- **EXCERPT TO READ**:
[start]
My relationship with rice: Rediscovering its richness

Rice is far from boring, and it’s a staple in many cultures. Grab a bowl and let me show you how to prepare it perfectly.


Qianshan Weng

Rice is the core of many cultures’ cuisines. (Qianshan Weng for WSN)

Daeun Lee, Staff Writer

“Bap meogeosseoyo?” When my parents call me from back home in Korea, this is the question they unfailingly ask — even if it’s not yet mealtime. One of the most frequently exchanged Korean greetings, it seems to lose its significance when translated into English: “Have you eaten bap?”

Bap literally means steamed rice, and the English translation fails to capture the importance of the culinary staple, which is ever-present in my culture and language. It’s not just a question of sustenance — I know this is their expression of affection and care, akin to asking me if I’m doing alright.

Part of the Museum of the City of New York’s “Food in New York: Bigger Than the Plate” exhibition, “Rice Stories” shows how rice plays an integral role in the city’s culture and cuisine. The exhibit is tied together by the perspectives of chefs and food journalists. According to Anisha Rathod, a farmer and educator, rice is the backbone of cuisines worldwide, feeding many families and communities.
[end]
- **TASK INPUT**:
[start]
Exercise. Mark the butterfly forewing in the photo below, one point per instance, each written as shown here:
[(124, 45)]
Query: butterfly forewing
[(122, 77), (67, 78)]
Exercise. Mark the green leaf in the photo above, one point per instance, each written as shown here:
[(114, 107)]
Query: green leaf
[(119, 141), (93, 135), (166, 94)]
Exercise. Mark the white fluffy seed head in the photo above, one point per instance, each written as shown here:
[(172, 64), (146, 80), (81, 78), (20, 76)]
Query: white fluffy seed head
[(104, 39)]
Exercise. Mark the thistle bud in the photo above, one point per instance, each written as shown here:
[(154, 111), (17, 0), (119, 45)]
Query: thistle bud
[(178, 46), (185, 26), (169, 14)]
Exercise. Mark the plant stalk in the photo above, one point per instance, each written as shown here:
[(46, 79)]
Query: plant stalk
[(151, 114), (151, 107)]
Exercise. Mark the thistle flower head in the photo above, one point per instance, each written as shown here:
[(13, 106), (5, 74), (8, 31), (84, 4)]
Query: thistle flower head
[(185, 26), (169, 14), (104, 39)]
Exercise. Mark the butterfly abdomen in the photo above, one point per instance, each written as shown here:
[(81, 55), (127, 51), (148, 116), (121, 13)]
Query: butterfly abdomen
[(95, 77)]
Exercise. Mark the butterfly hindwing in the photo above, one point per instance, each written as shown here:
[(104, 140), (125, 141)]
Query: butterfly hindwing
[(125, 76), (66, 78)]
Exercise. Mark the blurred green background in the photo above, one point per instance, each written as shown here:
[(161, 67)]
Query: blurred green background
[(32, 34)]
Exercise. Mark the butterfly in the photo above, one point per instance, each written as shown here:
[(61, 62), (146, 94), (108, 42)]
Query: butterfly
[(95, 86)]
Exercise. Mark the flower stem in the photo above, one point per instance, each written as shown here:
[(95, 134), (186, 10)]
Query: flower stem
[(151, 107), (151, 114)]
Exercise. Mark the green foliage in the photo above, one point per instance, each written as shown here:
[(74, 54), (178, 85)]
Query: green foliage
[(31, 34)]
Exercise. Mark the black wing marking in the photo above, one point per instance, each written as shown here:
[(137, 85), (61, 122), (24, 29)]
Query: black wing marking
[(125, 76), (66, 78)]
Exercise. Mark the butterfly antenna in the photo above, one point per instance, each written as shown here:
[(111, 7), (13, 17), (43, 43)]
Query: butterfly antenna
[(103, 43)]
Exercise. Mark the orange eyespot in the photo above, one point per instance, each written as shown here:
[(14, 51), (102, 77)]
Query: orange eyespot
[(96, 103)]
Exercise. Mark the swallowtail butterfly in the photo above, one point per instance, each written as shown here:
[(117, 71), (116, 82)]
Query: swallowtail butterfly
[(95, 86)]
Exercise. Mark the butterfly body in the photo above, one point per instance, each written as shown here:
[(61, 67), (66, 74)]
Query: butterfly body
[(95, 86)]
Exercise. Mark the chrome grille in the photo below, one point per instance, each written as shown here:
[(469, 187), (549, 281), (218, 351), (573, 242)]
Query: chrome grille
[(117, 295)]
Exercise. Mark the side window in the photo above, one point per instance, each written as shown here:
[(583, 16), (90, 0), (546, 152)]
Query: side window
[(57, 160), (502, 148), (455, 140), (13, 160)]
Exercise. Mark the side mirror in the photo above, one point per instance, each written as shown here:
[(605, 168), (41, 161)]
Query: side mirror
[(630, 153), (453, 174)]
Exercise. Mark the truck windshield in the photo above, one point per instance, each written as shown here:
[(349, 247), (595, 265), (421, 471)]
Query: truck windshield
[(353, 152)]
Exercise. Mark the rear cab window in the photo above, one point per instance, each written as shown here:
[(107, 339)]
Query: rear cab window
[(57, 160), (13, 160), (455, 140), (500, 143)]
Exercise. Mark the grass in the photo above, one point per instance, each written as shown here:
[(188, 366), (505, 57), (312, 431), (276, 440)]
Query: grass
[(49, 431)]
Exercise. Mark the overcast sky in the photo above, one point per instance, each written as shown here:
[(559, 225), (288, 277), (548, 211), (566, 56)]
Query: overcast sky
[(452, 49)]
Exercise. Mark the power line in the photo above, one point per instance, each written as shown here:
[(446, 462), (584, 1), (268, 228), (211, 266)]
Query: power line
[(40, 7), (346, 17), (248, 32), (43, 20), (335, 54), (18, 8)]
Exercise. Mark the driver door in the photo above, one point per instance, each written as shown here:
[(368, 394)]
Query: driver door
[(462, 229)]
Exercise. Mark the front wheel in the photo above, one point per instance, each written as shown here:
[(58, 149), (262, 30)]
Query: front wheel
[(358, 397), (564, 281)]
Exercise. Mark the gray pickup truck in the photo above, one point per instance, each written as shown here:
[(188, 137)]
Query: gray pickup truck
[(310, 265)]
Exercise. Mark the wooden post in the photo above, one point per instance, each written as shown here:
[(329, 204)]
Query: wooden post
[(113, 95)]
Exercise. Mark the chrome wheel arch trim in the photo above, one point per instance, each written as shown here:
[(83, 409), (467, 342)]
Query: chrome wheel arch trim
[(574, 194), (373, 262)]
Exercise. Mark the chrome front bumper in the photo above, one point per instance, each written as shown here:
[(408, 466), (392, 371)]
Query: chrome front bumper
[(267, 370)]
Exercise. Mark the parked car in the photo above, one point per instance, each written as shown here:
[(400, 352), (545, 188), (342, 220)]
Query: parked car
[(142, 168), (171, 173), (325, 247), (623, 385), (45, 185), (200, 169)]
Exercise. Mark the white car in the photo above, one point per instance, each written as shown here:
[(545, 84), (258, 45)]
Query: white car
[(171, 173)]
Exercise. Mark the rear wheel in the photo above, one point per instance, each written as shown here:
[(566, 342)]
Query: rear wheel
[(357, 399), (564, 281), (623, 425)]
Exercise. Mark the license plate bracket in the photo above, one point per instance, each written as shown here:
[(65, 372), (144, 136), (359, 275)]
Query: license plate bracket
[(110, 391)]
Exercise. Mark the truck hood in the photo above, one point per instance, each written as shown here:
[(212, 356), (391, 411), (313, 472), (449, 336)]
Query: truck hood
[end]
- **REQUIREMENTS**:
a) Answer these questions using the rice article.
(i) What does "bap" literally mean?
(ii) Which museum's exhibition includes "Rice Stories"?
(iii) According to the article, what is Anisha Rathod's occupation?
b) Transcribe the entries word for word, everything from the line containing "Exercise. Mark the blurred" down to the line containing "[(117, 295)]", both of those lines included.

- **SOLUTIONS FOR EACH TASK**:
a)
(i) Steamed rice.
(ii) The Museum of the City of New York.
(iii) She is a farmer and educator.

b)
Exercise. Mark the blurred green background in the photo above, one point per instance, each written as shown here:
[(161, 67)]
Query: blurred green background
[(32, 34)]
Exercise. Mark the butterfly in the photo above, one point per instance, each written as shown here:
[(61, 62), (146, 94), (108, 42)]
Query: butterfly
[(95, 86)]
Exercise. Mark the flower stem in the photo above, one point per instance, each written as shown here:
[(95, 134), (186, 10)]
Query: flower stem
[(151, 107), (151, 114)]
Exercise. Mark the green foliage in the photo above, one point per instance, each written as shown here:
[(74, 54), (178, 85)]
Query: green foliage
[(31, 34)]
Exercise. Mark the black wing marking in the photo above, one point per instance, each written as shown here:
[(137, 85), (61, 122), (24, 29)]
Query: black wing marking
[(125, 76), (66, 78)]
Exercise. Mark the butterfly antenna in the photo above, one point per instance, each written as shown here:
[(111, 7), (13, 17), (43, 43)]
Query: butterfly antenna
[(103, 43)]
Exercise. Mark the orange eyespot in the photo above, one point per instance, each written as shown here:
[(14, 51), (102, 77)]
Query: orange eyespot
[(96, 103)]
Exercise. Mark the swallowtail butterfly in the photo above, one point per instance, each written as shown here:
[(117, 71), (116, 82)]
Query: swallowtail butterfly
[(95, 86)]
Exercise. Mark the butterfly body in the photo above, one point per instance, each written as shown here:
[(61, 67), (66, 74)]
Query: butterfly body
[(95, 86)]
Exercise. Mark the chrome grille in the photo below, one point per instance, each written as shown here:
[(469, 187), (549, 281), (218, 351), (573, 242)]
Query: chrome grille
[(117, 295)]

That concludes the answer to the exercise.